- **The exercise**: Pull out every line of the records that contains the string "plate", matching case exactly.

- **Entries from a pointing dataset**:
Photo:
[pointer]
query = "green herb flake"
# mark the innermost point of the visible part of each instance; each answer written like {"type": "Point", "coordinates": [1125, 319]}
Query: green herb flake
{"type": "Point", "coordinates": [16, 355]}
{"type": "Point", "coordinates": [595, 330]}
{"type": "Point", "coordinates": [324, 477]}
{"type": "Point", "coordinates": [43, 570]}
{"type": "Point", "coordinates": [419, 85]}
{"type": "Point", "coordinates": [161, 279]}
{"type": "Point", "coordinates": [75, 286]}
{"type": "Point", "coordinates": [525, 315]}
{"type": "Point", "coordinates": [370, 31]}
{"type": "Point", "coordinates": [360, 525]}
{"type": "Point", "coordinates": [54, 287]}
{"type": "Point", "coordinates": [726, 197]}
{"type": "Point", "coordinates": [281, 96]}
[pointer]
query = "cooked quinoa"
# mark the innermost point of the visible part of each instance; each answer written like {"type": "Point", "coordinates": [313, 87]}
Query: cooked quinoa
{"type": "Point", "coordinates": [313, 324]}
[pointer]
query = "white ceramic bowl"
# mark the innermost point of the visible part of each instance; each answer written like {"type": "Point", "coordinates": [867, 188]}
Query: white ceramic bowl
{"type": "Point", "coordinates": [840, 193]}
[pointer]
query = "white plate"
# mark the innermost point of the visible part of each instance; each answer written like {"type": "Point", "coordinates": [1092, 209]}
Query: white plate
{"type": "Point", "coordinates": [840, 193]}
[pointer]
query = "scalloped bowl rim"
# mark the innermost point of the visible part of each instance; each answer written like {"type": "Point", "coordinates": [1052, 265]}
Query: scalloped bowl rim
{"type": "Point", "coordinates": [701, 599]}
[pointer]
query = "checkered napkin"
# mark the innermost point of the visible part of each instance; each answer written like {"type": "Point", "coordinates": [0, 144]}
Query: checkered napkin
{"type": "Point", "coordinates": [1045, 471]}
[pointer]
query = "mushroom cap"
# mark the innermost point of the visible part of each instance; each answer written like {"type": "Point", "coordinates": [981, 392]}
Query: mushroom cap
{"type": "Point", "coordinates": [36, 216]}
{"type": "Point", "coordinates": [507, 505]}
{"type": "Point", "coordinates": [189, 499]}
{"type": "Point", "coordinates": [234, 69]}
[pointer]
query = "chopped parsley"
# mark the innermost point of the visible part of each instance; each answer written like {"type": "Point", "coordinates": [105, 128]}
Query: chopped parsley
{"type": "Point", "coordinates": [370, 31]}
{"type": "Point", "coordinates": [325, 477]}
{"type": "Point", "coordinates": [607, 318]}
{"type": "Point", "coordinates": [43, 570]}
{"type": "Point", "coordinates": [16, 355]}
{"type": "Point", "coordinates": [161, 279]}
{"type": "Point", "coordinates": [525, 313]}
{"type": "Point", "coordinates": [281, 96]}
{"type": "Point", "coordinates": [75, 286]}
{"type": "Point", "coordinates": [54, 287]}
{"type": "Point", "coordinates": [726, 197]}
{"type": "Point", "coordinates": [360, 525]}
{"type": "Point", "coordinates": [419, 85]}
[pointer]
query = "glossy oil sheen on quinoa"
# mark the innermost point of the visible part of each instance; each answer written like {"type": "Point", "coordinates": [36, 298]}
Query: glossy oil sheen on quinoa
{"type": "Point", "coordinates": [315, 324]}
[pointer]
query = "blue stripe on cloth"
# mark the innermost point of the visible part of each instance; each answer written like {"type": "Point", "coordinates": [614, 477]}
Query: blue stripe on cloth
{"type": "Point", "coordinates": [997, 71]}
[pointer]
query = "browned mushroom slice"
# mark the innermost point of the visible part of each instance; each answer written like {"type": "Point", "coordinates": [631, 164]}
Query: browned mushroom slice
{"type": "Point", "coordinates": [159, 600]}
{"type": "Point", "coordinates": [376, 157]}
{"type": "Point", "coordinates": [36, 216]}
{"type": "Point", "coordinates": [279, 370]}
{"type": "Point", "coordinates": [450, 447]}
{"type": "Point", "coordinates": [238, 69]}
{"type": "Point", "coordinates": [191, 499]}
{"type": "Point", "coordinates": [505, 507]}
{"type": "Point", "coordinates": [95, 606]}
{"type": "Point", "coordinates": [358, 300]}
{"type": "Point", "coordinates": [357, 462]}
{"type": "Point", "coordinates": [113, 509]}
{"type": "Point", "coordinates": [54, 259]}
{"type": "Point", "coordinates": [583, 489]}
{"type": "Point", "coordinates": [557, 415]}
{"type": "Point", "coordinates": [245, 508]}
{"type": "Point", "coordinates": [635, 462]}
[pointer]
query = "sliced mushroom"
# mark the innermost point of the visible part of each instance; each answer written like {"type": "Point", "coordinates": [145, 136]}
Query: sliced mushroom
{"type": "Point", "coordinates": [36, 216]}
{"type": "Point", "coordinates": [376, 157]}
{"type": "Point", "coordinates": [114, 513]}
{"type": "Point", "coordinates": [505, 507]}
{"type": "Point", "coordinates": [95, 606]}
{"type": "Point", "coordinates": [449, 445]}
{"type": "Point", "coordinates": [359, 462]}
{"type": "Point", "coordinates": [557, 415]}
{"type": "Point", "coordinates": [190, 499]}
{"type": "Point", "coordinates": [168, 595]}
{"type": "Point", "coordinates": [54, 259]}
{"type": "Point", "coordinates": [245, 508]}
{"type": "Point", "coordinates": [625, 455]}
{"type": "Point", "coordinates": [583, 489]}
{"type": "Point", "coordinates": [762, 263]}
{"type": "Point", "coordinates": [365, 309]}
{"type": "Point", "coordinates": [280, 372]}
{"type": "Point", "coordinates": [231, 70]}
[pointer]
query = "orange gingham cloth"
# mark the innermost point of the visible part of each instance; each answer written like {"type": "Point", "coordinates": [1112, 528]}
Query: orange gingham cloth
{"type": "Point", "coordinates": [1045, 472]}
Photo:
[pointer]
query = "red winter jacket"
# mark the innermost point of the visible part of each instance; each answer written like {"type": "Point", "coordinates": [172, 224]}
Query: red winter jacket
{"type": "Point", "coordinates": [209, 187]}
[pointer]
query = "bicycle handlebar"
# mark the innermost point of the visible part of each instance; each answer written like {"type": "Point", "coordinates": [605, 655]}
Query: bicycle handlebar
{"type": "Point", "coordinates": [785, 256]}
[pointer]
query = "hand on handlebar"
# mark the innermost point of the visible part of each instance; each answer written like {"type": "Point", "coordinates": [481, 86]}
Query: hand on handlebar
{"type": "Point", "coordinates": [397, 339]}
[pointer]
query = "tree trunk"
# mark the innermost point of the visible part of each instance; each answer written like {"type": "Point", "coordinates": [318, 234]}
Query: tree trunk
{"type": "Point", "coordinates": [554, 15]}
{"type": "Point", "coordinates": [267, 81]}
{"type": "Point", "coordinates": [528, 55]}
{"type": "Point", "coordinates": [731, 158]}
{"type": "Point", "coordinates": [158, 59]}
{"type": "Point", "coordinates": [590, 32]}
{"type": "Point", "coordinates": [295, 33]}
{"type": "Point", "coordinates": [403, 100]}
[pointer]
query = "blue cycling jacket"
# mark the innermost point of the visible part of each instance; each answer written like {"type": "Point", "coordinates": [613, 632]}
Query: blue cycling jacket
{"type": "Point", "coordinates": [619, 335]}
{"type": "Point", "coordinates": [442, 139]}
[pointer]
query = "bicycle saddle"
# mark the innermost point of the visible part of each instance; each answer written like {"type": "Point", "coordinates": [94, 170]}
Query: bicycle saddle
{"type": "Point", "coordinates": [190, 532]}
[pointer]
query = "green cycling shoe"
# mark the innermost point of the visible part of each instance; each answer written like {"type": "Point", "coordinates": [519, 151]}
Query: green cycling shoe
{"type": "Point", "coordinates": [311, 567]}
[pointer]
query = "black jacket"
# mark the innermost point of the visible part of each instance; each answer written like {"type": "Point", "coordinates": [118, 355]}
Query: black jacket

- **The response**:
query = "white plate"
Query: white plate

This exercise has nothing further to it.